Could you lay out the data below as a two-column CSV with the headers input and output, one row per text and its answer, covering all of the data? Put each value in a single quoted field with line breaks replaced by spaces, and leave the pictures out.

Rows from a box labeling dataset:

- - -

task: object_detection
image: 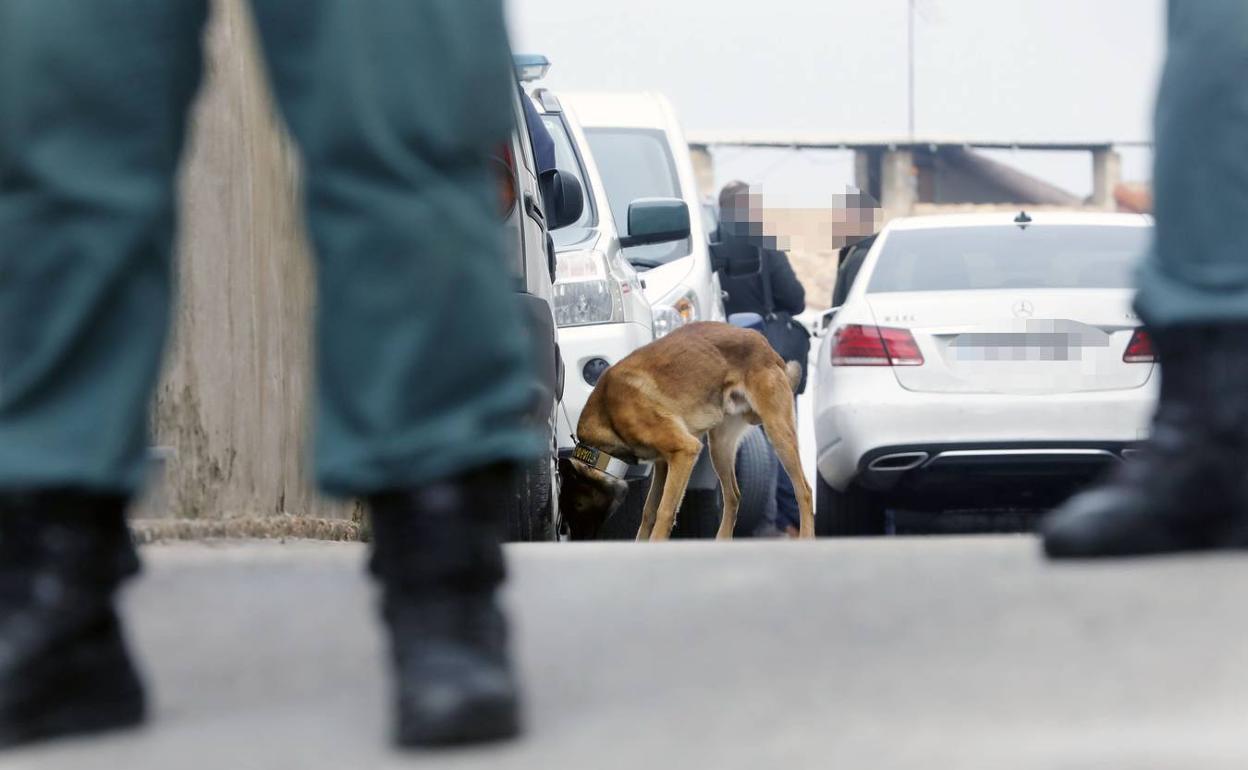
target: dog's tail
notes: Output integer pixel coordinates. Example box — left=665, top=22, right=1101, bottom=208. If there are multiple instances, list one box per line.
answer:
left=784, top=361, right=801, bottom=393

- - -

» ANSWER BELOW:
input,output
"task: object_detection image: target: dog's tail notes: Output integer pixel coordinates. Example box — left=665, top=22, right=1101, bottom=208. If there are multiple instances, list one box per line. answer:","left=784, top=361, right=801, bottom=393"